* _Stored data_
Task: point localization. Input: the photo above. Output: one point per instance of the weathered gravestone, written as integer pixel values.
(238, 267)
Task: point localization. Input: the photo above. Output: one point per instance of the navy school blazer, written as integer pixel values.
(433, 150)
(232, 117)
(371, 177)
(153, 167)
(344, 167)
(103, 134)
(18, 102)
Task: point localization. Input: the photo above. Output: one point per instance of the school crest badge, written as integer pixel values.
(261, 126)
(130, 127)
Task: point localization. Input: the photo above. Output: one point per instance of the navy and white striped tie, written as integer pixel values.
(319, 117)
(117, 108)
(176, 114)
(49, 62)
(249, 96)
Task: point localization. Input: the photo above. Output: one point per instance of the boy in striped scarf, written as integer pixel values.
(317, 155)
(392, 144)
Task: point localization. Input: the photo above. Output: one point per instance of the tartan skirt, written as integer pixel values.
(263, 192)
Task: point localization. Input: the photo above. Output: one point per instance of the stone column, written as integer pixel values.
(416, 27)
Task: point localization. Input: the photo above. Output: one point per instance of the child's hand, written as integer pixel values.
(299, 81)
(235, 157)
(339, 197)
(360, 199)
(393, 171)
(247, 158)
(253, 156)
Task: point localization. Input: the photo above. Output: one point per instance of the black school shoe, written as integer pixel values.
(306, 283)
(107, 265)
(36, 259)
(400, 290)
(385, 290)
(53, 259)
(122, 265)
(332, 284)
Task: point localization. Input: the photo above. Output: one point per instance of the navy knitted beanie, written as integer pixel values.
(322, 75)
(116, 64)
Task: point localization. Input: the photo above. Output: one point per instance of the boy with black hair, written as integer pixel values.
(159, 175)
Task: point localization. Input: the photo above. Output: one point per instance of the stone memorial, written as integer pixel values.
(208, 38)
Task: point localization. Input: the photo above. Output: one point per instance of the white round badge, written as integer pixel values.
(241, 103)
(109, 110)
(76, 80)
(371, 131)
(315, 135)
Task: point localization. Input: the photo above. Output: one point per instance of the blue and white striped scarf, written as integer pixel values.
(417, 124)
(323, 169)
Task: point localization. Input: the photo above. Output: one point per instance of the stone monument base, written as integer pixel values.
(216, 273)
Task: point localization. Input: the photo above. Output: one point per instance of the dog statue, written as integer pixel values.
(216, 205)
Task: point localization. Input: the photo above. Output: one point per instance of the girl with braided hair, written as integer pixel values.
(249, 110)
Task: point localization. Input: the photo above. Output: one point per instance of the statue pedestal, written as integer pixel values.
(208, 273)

* _Instructions to follow_
Copy out exactly the lines from the one containing "black hair, written as integer pixel values." through the last line above, keeping both end lines.

* _Expected answer_
Task: point localization. Input: the photo above. Output: one point per instance of the boy with black hair, written as integer pixel values.
(159, 175)
Task: point localization. Input: the photo above. Output: one point per instance of the stone memorial, written as integer pixel values.
(208, 38)
Task: point localization. Input: the photo above. Output: one point per instance of the white round badge, written as integer pixel values.
(241, 103)
(109, 110)
(76, 80)
(371, 131)
(315, 135)
Task: point localization. Input: the photo above. Output: one point per instance of the blue and white striped scarf, written as integer pixel values.
(417, 124)
(323, 169)
Task: point localization. Input: the photo above. Output: one point per instance of the stone monument base, written as integer pixel values.
(216, 273)
Task: point localization. Input: the photo above. Output: one point per instance of the dog statue, written as integer pixel values.
(216, 205)
Task: point localization. Input: the photo above. Output: one point per instance of the girl with braided hair, written as integer pixel values.
(249, 110)
Task: point localization. Input: the photo above. Output: one point per instance of the statue pedestal, written as integer pixel values.
(208, 273)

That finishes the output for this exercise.